> **Work required**:
Work out the number of lines in the records that include the word "separate"; reply with that number alone.

> **Source material**:
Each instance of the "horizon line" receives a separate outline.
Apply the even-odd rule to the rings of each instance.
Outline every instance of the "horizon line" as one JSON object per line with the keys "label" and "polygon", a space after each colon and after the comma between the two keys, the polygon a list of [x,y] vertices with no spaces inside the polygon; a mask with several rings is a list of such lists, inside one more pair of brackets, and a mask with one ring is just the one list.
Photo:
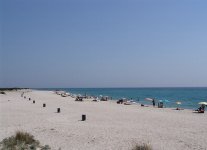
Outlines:
{"label": "horizon line", "polygon": [[143,87],[0,87],[0,89],[98,89],[98,88],[207,88],[207,86],[143,86]]}
{"label": "horizon line", "polygon": [[37,87],[37,88],[30,88],[30,89],[64,89],[64,88],[74,88],[74,89],[92,89],[92,88],[207,88],[207,86],[148,86],[148,87]]}

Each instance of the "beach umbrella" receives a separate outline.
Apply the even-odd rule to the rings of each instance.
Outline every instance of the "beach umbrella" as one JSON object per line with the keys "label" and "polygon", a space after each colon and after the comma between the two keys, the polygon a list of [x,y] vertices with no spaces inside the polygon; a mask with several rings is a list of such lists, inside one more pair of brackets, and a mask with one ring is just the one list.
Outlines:
{"label": "beach umbrella", "polygon": [[207,105],[207,102],[199,102],[199,105]]}
{"label": "beach umbrella", "polygon": [[166,102],[166,103],[169,103],[170,101],[169,101],[169,100],[166,100],[166,99],[163,99],[163,100],[159,100],[159,102]]}
{"label": "beach umbrella", "polygon": [[178,102],[176,102],[176,104],[181,105],[182,103],[178,101]]}
{"label": "beach umbrella", "polygon": [[169,101],[169,100],[167,100],[167,99],[165,99],[165,100],[164,100],[164,102],[167,102],[167,103],[169,103],[170,101]]}
{"label": "beach umbrella", "polygon": [[153,101],[152,98],[145,98],[146,101]]}
{"label": "beach umbrella", "polygon": [[177,104],[177,110],[180,110],[179,105],[181,105],[182,103],[177,101],[176,104]]}

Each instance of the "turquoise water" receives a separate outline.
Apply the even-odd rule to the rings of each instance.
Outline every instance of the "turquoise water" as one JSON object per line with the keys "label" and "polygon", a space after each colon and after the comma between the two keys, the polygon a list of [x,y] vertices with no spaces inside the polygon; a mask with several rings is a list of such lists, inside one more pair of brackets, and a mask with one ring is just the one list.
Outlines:
{"label": "turquoise water", "polygon": [[176,101],[182,102],[181,107],[187,109],[198,108],[201,101],[207,102],[207,88],[50,88],[41,90],[64,90],[73,94],[90,96],[109,96],[114,100],[120,98],[133,99],[139,103],[151,104],[145,98],[169,100],[166,107],[177,107]]}

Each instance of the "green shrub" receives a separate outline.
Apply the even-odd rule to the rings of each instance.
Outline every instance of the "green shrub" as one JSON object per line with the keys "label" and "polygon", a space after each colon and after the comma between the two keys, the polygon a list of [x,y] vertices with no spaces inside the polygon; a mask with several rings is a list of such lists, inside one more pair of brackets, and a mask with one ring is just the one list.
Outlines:
{"label": "green shrub", "polygon": [[15,140],[19,142],[24,142],[25,144],[36,144],[39,145],[39,141],[34,139],[33,135],[27,132],[17,131],[15,135]]}
{"label": "green shrub", "polygon": [[6,94],[4,91],[0,91],[0,94]]}
{"label": "green shrub", "polygon": [[50,146],[49,145],[45,145],[41,148],[41,150],[50,150]]}
{"label": "green shrub", "polygon": [[50,150],[48,145],[41,146],[33,135],[21,131],[17,131],[14,136],[5,138],[0,142],[1,150],[36,150],[37,148]]}
{"label": "green shrub", "polygon": [[149,144],[136,144],[132,150],[152,150]]}

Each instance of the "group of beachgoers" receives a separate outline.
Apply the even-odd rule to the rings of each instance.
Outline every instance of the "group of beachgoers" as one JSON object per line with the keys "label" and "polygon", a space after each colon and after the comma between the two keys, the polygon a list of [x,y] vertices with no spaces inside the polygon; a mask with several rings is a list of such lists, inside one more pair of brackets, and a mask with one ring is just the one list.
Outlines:
{"label": "group of beachgoers", "polygon": [[[54,91],[57,95],[61,95],[62,97],[67,97],[70,96],[72,98],[75,98],[75,101],[83,101],[83,99],[92,99],[93,102],[99,102],[99,101],[108,101],[108,100],[112,100],[112,97],[109,96],[102,96],[100,95],[99,97],[97,96],[88,96],[88,95],[76,95],[76,94],[71,94],[65,91]],[[157,107],[157,108],[164,108],[164,102],[169,102],[168,100],[155,100],[155,98],[145,98],[146,101],[151,101],[152,106],[153,107]],[[157,101],[157,102],[156,102]],[[157,103],[157,106],[156,106]],[[132,105],[132,104],[137,104],[136,101],[134,101],[132,98],[130,100],[126,99],[126,98],[121,98],[119,100],[117,100],[117,104],[124,104],[124,105]],[[176,102],[176,104],[178,105],[178,107],[176,108],[176,110],[183,110],[182,108],[179,107],[179,105],[181,104],[181,102]],[[195,111],[198,113],[204,113],[205,112],[205,108],[207,105],[207,102],[201,102],[199,103],[201,106],[196,109]],[[149,107],[148,105],[144,105],[141,104],[142,107]]]}

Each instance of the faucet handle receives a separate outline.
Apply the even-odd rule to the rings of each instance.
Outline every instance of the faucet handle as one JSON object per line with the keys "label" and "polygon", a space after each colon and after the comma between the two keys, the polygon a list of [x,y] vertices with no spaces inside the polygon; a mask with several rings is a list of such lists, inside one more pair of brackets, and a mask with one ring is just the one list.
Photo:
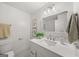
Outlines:
{"label": "faucet handle", "polygon": [[53,41],[55,41],[55,38],[53,37]]}

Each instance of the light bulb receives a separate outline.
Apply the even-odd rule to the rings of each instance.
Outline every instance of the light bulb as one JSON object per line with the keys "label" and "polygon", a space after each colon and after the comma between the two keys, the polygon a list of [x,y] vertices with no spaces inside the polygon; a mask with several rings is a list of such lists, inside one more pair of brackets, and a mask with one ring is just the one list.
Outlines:
{"label": "light bulb", "polygon": [[53,10],[53,11],[56,11],[56,8],[55,8],[55,7],[53,7],[53,8],[52,8],[52,10]]}
{"label": "light bulb", "polygon": [[48,9],[48,13],[50,12],[50,10]]}
{"label": "light bulb", "polygon": [[47,12],[46,12],[46,11],[44,11],[44,14],[45,14],[45,15],[47,15]]}

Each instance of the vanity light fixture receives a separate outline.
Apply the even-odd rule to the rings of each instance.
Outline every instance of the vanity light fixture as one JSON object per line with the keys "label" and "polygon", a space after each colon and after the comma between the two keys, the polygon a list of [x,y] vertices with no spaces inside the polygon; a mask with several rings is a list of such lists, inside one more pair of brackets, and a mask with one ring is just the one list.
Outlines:
{"label": "vanity light fixture", "polygon": [[46,8],[46,10],[44,11],[44,15],[48,15],[54,11],[56,11],[55,4],[52,4],[51,6]]}

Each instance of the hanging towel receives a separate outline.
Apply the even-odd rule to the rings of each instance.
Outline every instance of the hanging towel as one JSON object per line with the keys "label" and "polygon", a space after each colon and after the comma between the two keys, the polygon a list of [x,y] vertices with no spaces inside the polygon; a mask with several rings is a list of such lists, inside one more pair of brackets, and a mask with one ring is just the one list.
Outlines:
{"label": "hanging towel", "polygon": [[0,24],[0,39],[8,38],[10,35],[10,25]]}
{"label": "hanging towel", "polygon": [[79,39],[79,18],[78,18],[78,14],[76,14],[76,21],[77,21],[78,39]]}
{"label": "hanging towel", "polygon": [[0,39],[4,38],[3,26],[0,24]]}
{"label": "hanging towel", "polygon": [[4,37],[7,38],[10,35],[10,25],[4,24],[3,29]]}
{"label": "hanging towel", "polygon": [[68,40],[70,43],[78,40],[78,28],[76,20],[76,15],[72,14],[67,28]]}

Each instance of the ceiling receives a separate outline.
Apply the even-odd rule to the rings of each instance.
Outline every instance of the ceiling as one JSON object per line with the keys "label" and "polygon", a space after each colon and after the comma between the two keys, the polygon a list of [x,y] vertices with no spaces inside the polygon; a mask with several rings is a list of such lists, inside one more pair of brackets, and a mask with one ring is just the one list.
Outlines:
{"label": "ceiling", "polygon": [[5,3],[31,14],[42,8],[47,2],[5,2]]}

> **Reply**:
10